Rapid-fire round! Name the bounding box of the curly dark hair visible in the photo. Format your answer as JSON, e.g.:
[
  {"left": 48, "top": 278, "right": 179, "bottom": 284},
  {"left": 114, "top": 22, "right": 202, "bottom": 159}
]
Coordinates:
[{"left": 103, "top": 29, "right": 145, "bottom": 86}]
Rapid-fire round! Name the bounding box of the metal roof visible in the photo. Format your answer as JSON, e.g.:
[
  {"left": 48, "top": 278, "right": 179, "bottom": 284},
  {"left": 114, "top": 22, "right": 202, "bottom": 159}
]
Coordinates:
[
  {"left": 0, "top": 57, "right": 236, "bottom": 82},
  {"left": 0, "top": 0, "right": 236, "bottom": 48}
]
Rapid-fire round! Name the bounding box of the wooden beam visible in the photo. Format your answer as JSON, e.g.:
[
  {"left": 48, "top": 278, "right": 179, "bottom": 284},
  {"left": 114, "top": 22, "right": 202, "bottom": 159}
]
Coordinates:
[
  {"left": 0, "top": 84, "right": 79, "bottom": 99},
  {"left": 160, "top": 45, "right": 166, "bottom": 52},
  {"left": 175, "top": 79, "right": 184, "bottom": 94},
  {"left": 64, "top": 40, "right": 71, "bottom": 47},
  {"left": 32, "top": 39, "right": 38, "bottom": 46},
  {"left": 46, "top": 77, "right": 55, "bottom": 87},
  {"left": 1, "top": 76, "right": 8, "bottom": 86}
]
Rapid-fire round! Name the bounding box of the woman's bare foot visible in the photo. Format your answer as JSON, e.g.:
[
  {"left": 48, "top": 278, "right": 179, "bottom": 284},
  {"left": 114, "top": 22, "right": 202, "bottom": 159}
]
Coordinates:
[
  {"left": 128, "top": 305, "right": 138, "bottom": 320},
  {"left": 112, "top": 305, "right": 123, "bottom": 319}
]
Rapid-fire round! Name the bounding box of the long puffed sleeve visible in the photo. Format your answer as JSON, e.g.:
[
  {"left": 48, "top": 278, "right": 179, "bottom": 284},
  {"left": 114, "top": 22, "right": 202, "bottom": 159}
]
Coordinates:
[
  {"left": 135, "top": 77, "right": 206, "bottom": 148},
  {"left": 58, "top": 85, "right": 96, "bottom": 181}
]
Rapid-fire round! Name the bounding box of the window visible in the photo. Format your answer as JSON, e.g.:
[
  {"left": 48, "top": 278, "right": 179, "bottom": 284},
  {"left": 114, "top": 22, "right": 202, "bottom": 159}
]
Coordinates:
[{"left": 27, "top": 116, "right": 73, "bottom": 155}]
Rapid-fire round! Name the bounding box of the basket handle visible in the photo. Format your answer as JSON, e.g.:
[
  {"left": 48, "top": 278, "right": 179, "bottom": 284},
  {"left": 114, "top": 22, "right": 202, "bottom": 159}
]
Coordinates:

**********

# [Stated problem]
Pull out each line of the material above that contains the string "round". Case counts, so match capital and lowercase letters as given.

# [Response]
Rapid-fire round! Name the bounding box of the curly dark hair visible in the photo. Format your answer as JSON, e.g.:
Rapid-fire round! Name the bounding box of the metal roof visible in the photo. Format your answer as JSON, e.g.:
Rapid-fire round! Name the bounding box of the wooden beam visible in the photo. Format your answer as JSON, e.g.:
Rapid-fire round! Name the bounding box of the woman's bare foot visible in the photo. Format your answer as JSON, e.g.:
Rapid-fire round! Name the bounding box of the long puffed sleeve visible in the photo. Format your answer as JSON, e.g.:
Rapid-fire round! Name the bounding box of the window visible in the photo. Format your answer as JSON, e.g.:
Rapid-fire round! Name the bounding box of the basket handle visible in the photo. Format your answer as JSON, e.g.:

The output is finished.